→ **EXCERPT PROVIDED**:

□ □ □ □ □ □ □

International Travel Meets Inner Trial

There’s a motif in storytelling known as the threshold guardian. He appears when you’re leaving the boundaries of the known world and entering something far more expansive … something you know little, if anything, about.

The threshold guardian can show up in many forms: It could be a person saying, “Stay a little while longer in this part of town. We need you on the farm,” and blah blah blah. “No, don’t go to the army yet. Wait a little while longer.”

It can also appear as bureaucratic systems with endless loops of “hurry up and wait.” Do this, sign that, then maybe—maybe—you’ll be ready to take off.

For me, trying to blaze a trail into international travel, it showed up as everything going wrong: I didn’t know how to find an affordable hotel, my mobile phone got lost literally on the way out of the U.S., and with barely any connection to the outside world, I suddenly couldn’t access my bank.

I keep going.

I found myself considering panhandling—or selling all my expensive music equipment—just to buy time and figure out a next move. I walked into a pawn shop. It had bars over small windows you had to bend to look through. The people inside did not look happy. It wasn’t the place. I had to find something else, especially in a foreign land with no grasp of the language.

□ □ □ □ □ □ □

→ **WHAT YOU NEED TO DO**:
**A)** Reproduce the travel essay verbatim, everything from "For me, trying" down to "I keep going.".
**B)** List every mishap the travel essay gives as the form the threshold guardian took during the attempt at international travel.

→ **GIVEN INFORMATION**:

□ □ □ □ □ □ □

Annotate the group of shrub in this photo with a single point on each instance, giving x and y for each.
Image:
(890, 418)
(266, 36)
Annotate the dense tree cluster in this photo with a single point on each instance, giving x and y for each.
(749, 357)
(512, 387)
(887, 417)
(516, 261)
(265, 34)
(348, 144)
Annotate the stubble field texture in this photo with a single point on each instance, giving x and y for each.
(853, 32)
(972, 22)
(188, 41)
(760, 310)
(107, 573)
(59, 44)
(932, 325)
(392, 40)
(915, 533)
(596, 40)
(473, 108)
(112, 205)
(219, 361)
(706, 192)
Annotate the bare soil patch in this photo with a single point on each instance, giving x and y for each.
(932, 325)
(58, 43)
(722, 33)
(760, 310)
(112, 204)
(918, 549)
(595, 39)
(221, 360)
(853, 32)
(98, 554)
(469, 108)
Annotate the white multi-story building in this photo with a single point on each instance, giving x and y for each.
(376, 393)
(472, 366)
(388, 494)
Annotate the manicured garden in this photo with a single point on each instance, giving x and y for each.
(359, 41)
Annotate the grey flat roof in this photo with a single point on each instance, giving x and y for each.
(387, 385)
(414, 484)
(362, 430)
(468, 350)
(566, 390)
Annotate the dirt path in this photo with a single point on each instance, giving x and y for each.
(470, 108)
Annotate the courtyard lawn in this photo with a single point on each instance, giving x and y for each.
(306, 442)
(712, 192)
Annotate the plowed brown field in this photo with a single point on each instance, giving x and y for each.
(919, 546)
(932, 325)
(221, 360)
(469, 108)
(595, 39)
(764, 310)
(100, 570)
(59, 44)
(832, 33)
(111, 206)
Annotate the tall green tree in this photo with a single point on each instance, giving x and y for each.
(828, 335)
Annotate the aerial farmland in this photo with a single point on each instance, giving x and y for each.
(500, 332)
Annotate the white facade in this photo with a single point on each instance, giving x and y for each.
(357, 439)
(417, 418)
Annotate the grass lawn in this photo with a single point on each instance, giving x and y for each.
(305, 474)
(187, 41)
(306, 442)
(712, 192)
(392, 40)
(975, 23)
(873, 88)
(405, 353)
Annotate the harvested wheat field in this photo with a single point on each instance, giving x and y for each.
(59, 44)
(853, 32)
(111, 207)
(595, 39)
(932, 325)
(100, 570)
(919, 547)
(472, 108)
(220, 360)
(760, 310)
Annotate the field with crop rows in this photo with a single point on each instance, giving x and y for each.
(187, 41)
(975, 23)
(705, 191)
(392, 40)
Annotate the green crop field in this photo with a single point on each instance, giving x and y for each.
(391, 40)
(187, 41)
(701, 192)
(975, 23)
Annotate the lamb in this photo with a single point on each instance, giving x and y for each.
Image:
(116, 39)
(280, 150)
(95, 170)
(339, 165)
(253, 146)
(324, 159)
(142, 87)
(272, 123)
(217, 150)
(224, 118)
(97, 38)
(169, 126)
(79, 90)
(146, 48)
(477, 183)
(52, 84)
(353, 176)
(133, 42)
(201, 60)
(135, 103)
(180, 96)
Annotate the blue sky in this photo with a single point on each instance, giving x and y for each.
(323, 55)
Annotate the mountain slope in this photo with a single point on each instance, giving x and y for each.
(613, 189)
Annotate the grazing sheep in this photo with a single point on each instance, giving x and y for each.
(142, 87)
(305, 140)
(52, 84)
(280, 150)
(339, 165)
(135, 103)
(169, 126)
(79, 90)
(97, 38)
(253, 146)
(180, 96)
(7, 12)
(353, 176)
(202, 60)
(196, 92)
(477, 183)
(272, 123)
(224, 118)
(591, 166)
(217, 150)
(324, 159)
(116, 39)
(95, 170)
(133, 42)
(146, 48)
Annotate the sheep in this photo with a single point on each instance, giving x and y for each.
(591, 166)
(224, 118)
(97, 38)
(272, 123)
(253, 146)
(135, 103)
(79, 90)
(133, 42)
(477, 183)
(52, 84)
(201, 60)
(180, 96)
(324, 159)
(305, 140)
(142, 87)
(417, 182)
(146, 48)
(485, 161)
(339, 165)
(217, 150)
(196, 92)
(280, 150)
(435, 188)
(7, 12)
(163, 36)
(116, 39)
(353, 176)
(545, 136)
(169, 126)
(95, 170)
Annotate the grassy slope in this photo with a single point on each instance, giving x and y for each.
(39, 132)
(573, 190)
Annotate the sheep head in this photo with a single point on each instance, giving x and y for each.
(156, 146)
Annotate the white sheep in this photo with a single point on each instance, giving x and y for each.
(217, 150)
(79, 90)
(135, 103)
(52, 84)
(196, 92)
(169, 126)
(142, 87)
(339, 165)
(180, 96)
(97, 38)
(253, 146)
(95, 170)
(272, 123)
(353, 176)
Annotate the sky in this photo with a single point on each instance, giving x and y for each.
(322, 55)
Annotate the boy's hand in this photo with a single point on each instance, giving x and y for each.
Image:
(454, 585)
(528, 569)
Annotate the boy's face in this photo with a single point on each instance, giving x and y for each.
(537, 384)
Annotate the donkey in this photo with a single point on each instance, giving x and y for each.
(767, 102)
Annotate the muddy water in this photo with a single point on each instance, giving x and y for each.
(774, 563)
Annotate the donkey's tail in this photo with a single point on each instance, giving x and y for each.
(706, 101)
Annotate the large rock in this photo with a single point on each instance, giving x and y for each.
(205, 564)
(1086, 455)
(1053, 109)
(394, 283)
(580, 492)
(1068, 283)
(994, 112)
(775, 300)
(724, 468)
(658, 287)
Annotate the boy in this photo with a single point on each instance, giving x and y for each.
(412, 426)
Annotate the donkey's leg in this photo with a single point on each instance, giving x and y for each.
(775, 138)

□ □ □ □ □ □ □

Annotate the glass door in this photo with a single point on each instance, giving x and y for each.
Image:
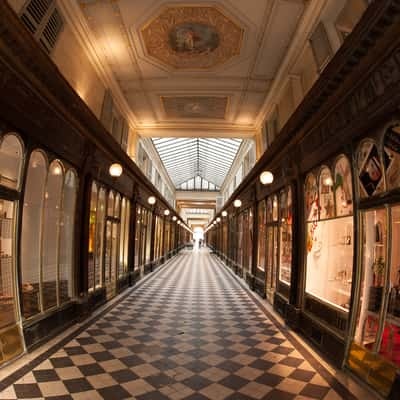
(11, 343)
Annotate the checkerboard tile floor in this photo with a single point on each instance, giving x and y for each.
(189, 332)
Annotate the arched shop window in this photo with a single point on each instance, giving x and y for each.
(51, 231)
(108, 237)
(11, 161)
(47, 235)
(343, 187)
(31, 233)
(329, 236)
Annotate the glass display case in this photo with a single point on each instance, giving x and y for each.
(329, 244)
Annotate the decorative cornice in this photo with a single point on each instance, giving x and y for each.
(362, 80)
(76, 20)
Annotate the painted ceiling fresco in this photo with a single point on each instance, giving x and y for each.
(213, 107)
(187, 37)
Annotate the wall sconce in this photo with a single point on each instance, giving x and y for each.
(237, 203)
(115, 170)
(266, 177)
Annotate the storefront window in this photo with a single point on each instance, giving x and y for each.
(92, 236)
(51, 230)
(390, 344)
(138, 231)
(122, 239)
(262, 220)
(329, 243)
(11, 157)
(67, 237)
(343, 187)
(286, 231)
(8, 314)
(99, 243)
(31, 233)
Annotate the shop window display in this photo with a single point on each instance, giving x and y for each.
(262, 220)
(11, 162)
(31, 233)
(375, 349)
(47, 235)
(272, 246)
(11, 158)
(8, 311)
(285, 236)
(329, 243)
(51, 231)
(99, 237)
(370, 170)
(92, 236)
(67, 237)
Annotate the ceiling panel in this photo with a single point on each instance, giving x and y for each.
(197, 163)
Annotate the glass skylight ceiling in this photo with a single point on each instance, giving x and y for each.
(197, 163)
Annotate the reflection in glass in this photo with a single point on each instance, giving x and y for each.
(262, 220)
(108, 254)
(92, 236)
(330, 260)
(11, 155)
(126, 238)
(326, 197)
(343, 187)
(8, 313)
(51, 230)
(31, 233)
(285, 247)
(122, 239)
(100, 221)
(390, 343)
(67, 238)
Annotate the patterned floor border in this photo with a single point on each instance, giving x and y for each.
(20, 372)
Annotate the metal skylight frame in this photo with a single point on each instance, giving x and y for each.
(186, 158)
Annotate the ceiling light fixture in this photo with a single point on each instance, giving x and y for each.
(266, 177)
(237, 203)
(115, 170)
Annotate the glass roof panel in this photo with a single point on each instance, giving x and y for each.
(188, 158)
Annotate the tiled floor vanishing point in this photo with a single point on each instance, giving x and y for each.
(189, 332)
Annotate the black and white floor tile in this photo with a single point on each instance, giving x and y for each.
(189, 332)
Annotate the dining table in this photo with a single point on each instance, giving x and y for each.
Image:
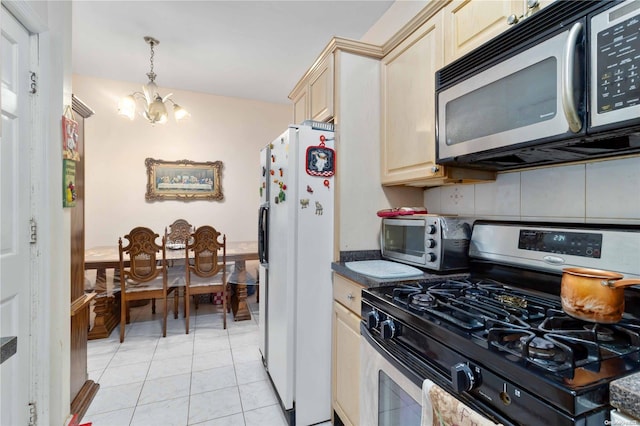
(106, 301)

□ □ □ □ □ □ □

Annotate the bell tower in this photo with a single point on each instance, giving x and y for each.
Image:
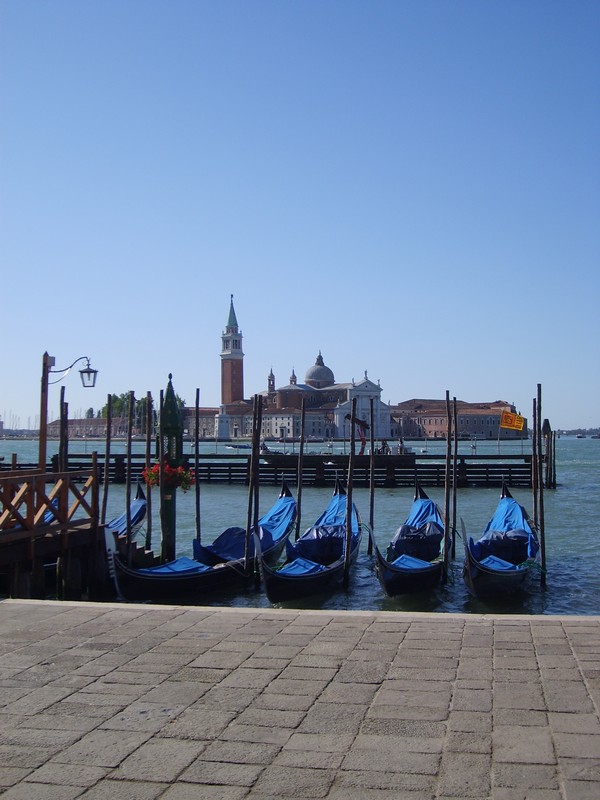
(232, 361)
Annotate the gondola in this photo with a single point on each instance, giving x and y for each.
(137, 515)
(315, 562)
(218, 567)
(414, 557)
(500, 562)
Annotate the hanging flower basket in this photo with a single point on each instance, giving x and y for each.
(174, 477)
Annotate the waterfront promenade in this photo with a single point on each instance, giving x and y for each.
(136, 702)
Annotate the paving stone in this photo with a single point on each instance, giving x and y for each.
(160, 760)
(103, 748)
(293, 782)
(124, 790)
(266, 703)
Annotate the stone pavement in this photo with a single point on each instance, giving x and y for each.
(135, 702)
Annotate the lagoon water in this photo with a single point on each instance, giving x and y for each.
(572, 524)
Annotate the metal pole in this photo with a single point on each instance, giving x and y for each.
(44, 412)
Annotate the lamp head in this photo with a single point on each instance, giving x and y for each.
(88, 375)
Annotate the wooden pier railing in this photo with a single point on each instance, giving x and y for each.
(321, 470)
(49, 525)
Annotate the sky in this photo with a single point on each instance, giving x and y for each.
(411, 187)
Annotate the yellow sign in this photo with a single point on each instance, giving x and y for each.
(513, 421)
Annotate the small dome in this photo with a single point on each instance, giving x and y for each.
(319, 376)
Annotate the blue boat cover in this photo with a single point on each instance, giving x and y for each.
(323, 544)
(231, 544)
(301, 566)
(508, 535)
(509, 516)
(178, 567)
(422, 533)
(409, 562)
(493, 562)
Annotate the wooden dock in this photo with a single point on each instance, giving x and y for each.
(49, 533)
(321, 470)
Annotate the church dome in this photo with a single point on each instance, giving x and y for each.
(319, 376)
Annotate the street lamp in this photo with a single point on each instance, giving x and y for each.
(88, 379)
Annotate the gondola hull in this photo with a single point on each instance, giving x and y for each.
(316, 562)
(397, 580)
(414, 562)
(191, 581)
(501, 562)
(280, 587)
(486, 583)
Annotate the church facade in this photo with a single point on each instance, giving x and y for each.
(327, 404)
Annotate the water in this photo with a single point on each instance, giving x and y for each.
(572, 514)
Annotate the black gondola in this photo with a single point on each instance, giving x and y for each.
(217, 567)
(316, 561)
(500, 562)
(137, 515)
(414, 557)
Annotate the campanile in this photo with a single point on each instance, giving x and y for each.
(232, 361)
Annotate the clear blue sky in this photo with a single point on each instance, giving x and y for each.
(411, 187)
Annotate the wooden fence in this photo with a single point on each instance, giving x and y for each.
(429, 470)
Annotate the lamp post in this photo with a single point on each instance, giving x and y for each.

□ □ □ □ □ □ □

→ **ANSWERS PER TASK**:
**A)**
For me, trying to blaze a trail into international travel, it showed up as everything going wrong: I didn’t know how to find an affordable hotel, my mobile phone got lost literally on the way out of the U.S., and with barely any connection to the outside world, I suddenly couldn’t access my bank.

I keep going.

**B)**
- Not knowing how to find an affordable hotel
- The mobile phone getting lost on the way out of the U.S.
- Suddenly being unable to access the bank, with barely any connection to the outside world